**SHORT TASK:** Reproduce the stretch from the start of the records through the line containing "point(730, 758)", requests included, adding 61 to every coordinate in the answers. Omit the pictures from your reply.

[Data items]

++++++++++

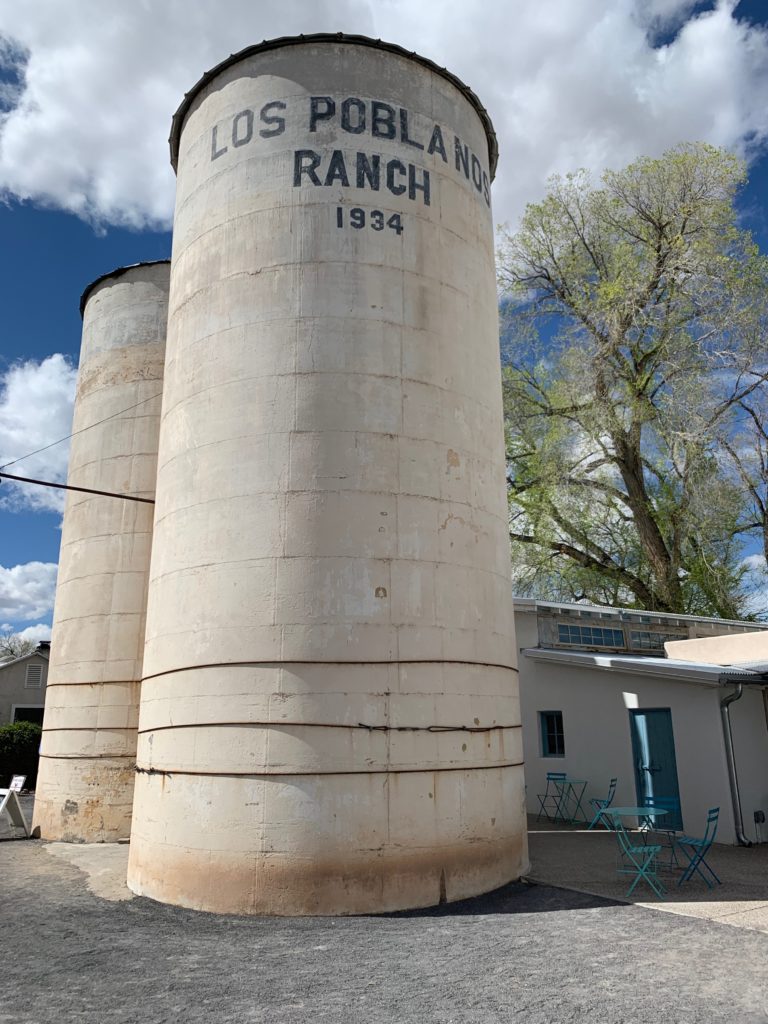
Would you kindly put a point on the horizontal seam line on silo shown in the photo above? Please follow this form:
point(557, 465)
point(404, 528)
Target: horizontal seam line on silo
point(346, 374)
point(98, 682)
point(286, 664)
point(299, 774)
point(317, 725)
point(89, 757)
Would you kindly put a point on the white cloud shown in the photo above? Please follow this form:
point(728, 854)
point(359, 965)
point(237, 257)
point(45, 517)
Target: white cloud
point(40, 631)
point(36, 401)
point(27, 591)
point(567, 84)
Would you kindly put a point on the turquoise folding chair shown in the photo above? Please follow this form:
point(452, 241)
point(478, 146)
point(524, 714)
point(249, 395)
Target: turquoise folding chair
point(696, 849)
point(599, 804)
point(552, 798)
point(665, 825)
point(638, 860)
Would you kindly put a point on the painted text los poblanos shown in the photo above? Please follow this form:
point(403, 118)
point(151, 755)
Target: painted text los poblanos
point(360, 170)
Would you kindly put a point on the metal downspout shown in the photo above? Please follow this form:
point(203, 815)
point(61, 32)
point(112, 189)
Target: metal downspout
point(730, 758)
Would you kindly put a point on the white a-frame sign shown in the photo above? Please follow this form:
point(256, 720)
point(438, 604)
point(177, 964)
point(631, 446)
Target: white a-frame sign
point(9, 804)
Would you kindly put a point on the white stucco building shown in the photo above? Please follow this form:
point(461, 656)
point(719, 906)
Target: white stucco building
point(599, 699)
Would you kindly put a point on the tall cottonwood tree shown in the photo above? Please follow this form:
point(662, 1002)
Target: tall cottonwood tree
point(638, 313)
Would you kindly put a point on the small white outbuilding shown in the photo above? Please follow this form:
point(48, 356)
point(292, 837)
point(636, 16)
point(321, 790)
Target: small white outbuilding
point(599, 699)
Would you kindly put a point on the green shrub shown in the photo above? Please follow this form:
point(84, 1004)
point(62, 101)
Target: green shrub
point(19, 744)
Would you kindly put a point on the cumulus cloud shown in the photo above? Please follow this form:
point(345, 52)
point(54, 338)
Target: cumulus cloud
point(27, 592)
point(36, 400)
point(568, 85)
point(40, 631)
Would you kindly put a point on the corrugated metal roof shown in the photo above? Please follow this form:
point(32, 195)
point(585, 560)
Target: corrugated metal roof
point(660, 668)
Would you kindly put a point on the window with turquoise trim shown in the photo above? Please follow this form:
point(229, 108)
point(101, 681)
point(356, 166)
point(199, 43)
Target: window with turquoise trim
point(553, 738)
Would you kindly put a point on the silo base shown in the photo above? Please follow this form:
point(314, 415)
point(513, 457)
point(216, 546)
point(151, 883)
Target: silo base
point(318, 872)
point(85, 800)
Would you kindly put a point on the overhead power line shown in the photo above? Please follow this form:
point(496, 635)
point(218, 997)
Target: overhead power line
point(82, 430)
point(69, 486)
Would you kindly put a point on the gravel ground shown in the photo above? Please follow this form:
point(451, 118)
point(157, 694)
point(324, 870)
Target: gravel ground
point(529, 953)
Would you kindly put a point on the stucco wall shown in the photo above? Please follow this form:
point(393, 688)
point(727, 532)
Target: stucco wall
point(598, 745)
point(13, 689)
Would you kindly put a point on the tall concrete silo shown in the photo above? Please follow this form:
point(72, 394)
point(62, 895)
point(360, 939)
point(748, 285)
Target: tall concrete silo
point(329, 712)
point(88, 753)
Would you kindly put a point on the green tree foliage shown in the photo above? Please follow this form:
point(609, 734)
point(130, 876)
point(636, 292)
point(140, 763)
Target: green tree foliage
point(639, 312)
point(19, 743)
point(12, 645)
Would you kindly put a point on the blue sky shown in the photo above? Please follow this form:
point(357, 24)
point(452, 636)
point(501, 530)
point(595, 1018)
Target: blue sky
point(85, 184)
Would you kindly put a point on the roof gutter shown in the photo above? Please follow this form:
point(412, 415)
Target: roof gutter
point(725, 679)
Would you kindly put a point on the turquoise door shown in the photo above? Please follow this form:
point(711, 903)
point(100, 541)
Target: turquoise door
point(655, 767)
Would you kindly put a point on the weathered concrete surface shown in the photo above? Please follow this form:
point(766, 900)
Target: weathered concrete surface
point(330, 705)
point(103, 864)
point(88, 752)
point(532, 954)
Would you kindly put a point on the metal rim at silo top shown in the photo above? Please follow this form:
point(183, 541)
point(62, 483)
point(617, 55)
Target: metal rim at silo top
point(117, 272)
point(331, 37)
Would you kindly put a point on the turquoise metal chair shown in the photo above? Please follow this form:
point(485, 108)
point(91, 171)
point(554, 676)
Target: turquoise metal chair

++++++++++

**THE ANSWER:**
Would you kindly put a point on the horizontal seam line on silo shown in the photo above? Please follow this form:
point(557, 465)
point(404, 528)
Target: horizontal seam line on silo
point(407, 435)
point(159, 743)
point(347, 725)
point(360, 835)
point(378, 786)
point(150, 818)
Would you kindly put a point on the white cloud shown in the photo above? Please follow this form:
point(728, 854)
point(359, 965)
point(237, 257)
point(45, 517)
Target: white cloud
point(101, 692)
point(97, 462)
point(88, 652)
point(628, 145)
Would you kindly put a point on the turquoise folding chair shown in the photo above? Please follow this form:
point(452, 241)
point(478, 146)
point(524, 714)
point(249, 395)
Target: turquoise folding chair
point(757, 910)
point(660, 865)
point(613, 859)
point(726, 886)
point(699, 921)
Would you kindly put a point on the painted text los poblanos shown in the photo above? Please follow this form:
point(403, 118)
point(151, 755)
Target: painted text los poblanos
point(421, 231)
Would you kindly put a point on the metal downspout shown in the photo above? Please follow this form:
point(203, 815)
point(61, 32)
point(112, 189)
Target: metal downspout
point(791, 819)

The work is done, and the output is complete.